> DO THIS
Rewrite every line of the listing below, replacing each "hockey stick" with "stick" and leaving everything else as it is.

> Entries from an annotation dataset
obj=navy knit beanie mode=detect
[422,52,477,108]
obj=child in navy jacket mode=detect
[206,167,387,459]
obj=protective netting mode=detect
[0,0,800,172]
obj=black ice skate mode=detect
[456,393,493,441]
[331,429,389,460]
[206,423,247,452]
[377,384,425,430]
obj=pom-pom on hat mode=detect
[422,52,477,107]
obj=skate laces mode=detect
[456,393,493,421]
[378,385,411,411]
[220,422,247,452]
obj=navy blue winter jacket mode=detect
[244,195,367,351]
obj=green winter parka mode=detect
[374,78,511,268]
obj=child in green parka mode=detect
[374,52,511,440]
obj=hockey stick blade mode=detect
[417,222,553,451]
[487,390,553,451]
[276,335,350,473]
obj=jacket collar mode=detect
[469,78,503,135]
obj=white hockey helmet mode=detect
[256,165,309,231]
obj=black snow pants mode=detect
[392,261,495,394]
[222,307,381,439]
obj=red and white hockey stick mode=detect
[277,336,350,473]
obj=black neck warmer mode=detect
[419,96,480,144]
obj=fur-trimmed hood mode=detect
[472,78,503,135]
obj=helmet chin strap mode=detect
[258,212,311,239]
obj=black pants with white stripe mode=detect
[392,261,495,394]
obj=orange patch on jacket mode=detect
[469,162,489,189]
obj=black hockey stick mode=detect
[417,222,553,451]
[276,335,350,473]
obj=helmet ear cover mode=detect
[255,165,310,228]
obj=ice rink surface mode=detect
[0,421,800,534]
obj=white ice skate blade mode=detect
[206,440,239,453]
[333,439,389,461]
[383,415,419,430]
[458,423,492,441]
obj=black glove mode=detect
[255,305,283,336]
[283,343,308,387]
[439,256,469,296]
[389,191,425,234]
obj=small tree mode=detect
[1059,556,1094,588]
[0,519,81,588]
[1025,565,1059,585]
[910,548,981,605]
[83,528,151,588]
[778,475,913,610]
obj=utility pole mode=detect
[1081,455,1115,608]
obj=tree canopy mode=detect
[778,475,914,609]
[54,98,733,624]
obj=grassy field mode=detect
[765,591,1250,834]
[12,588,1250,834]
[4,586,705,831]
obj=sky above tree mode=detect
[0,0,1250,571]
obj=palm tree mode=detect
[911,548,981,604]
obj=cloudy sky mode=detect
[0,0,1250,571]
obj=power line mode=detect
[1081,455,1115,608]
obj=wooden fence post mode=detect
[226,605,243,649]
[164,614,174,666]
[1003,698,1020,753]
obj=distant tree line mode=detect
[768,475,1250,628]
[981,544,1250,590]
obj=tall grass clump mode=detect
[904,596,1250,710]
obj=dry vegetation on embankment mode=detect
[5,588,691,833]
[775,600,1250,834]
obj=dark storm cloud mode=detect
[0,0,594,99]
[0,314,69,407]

> REPLY
obj=navy knit beanie mode=detect
[422,52,477,108]
obj=child in navy jacket mode=detect
[206,167,387,459]
obj=protective netting mode=detect
[0,0,800,172]
obj=black ice skate mode=detect
[456,393,493,441]
[331,429,389,460]
[206,423,247,452]
[377,384,425,430]
obj=pom-pom on hat mode=detect
[422,52,477,107]
obj=skate laces mode=detect
[456,393,493,421]
[378,385,411,411]
[220,422,247,452]
obj=navy blue winter jacket mode=detect
[244,195,367,351]
obj=green winter parka mode=detect
[374,78,511,268]
obj=child in green parka mode=detect
[374,52,511,440]
obj=stick blade mode=detect
[417,222,553,451]
[487,390,553,451]
[276,335,350,473]
obj=jacket collar mode=detect
[469,78,503,135]
obj=white hockey helmet mode=detect
[256,165,309,231]
obj=black snow pants mode=detect
[392,261,495,394]
[222,307,381,439]
obj=red and white stick mode=detect
[277,336,350,473]
obj=black neck warmer mode=detect
[419,96,480,144]
obj=fur-trimmed hood mode=detect
[472,78,503,135]
obj=helmet chin strap mode=detect
[258,212,311,239]
obj=black pants with white stripe mode=detect
[392,261,495,394]
obj=orange patch on jacket mode=detect
[469,162,489,189]
obj=black stick mode=detect
[417,222,553,451]
[276,335,350,473]
obj=helmet ear cover mode=detect
[255,165,310,228]
obj=ice rink surface mode=detect
[0,421,800,534]
obj=white ice skate blade mode=detect
[206,440,239,453]
[333,439,389,461]
[383,415,419,430]
[458,423,492,441]
obj=black glove mode=detect
[255,305,283,336]
[283,343,308,387]
[439,256,469,296]
[389,191,425,234]
obj=small tree mode=detect
[1059,556,1094,588]
[0,519,81,588]
[1025,565,1059,585]
[910,548,981,605]
[83,528,151,588]
[778,475,913,610]
obj=utility pole mode=detect
[1081,455,1115,608]
obj=tree canopy mode=detect
[778,475,914,609]
[54,98,733,624]
obj=grassy field mode=detect
[765,591,1250,834]
[12,588,1250,834]
[4,586,705,831]
obj=sky above tree mode=detect
[0,0,1250,571]
obj=palm tree mode=detect
[911,548,981,604]
obj=cloudy sky mode=detect
[0,0,1250,571]
obj=power line mode=detect
[1081,455,1115,608]
obj=wooden fence post mode=detect
[226,605,243,649]
[164,614,174,666]
[1003,698,1020,753]
obj=distant tree line mode=detect
[768,475,1250,628]
[981,544,1250,590]
obj=tall grass clump mode=detect
[904,596,1250,710]
obj=dry vegetation on embankment mode=detect
[5,588,691,833]
[775,600,1250,834]
obj=dark storm cloud mode=detect
[0,0,594,99]
[0,314,69,407]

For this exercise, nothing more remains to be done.